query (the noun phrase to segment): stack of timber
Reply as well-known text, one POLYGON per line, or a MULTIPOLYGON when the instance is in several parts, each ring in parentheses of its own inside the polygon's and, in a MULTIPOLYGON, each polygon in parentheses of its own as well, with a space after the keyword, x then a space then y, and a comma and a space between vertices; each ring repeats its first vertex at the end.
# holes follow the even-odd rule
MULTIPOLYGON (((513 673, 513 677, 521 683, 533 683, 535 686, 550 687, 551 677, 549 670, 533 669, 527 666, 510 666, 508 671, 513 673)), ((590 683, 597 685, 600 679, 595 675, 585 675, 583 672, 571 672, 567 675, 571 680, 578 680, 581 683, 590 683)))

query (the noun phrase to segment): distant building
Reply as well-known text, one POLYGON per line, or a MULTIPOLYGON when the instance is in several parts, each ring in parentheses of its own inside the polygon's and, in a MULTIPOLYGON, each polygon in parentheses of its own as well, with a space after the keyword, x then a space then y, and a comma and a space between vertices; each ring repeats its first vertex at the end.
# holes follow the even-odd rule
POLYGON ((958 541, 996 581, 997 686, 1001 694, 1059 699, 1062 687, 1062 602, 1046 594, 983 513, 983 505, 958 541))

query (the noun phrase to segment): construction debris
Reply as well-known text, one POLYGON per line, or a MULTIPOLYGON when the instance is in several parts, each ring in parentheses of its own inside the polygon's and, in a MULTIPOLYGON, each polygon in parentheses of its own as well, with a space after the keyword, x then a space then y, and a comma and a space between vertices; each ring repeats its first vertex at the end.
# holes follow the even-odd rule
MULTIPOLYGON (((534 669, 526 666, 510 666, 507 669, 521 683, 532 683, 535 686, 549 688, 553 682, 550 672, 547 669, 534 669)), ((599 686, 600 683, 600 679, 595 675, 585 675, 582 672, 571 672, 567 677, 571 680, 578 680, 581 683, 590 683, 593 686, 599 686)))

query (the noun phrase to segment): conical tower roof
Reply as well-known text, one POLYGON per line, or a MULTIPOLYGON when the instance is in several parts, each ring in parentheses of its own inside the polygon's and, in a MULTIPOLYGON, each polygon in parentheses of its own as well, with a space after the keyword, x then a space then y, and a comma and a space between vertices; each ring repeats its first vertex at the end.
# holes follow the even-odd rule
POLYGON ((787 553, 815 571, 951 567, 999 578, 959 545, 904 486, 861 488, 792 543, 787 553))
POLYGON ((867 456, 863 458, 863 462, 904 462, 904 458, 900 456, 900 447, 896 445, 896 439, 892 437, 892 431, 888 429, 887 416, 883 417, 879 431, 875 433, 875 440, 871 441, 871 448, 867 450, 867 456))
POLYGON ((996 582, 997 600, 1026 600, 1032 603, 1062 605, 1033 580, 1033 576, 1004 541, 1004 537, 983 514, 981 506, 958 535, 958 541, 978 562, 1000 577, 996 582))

■ **The task**:
Your answer should consist of the material above, written out word for word.

■ **Exercise answer**:
query (the noun phrase to segment): stack of timber
Reply as well-known text, one POLYGON per line, or a MULTIPOLYGON when the instance is in several parts, each ring in parentheses of its own inside the polygon's and, in a MULTIPOLYGON, each polygon in parentheses of its own as well, with a space after the keyword, x then a space then y, and a comma and a space between vertices; each ring repeats its first vertex at the end.
# holes follow the even-odd rule
MULTIPOLYGON (((513 673, 513 677, 521 683, 533 683, 535 686, 550 687, 551 677, 549 670, 533 669, 527 666, 510 666, 508 671, 513 673)), ((590 683, 597 685, 600 679, 595 675, 585 675, 583 672, 571 672, 567 675, 571 680, 578 680, 581 683, 590 683)))

query (the noun phrase to segment): distant building
Reply as well-known text, one POLYGON per line, or a MULTIPOLYGON when the instance is in several parts, each ring in parentheses of its own inside the polygon's and, in a MULTIPOLYGON, each polygon in parentheses of its own as well, with a space after the keyword, x then a space then y, and a comma and a space between vertices; each ring repeats its first vertex at the end.
# holes follow the even-odd rule
POLYGON ((958 541, 996 581, 997 686, 1001 694, 1059 699, 1062 687, 1062 602, 1046 594, 983 513, 983 505, 958 541))

query (the noun phrase to segment): construction debris
Reply as well-known text, one POLYGON per line, or a MULTIPOLYGON when the instance is in several parts, each ring in parentheses of its own inside the polygon's and, in a MULTIPOLYGON, each polygon in parentheses of its own as well, with a space after the keyword, x then a space then y, and a comma and a space between vertices; each ring repeats its first vertex at the end.
# holes follow the even-odd rule
MULTIPOLYGON (((534 669, 526 666, 510 666, 507 669, 521 683, 532 683, 535 686, 549 688, 553 682, 550 672, 547 669, 534 669)), ((599 686, 600 683, 600 679, 595 675, 585 675, 582 672, 571 672, 567 677, 571 680, 578 680, 581 683, 590 683, 593 686, 599 686)))

query (the noun phrase to segment): conical tower roof
Reply as well-known text, one POLYGON per line, or a MULTIPOLYGON when the instance is in several parts, each ring in parentheses of its own inside the polygon's and, in a MULTIPOLYGON, each polygon in parentheses of its own as well, with a space after the keyword, x then a space then y, and a comma and a space between vertices; each ring repeats its first vertex at the end.
# holes follow the even-odd rule
POLYGON ((787 553, 815 571, 951 567, 999 578, 959 545, 904 486, 861 488, 792 543, 787 553))
POLYGON ((867 456, 863 458, 863 462, 904 462, 904 458, 900 456, 900 447, 896 445, 896 439, 892 437, 892 431, 888 429, 887 416, 883 417, 879 431, 875 433, 875 440, 871 441, 871 448, 867 450, 867 456))
POLYGON ((996 582, 997 600, 1026 600, 1032 603, 1062 605, 1033 580, 1033 576, 1004 541, 1004 537, 983 514, 981 506, 958 535, 958 541, 978 562, 1000 577, 996 582))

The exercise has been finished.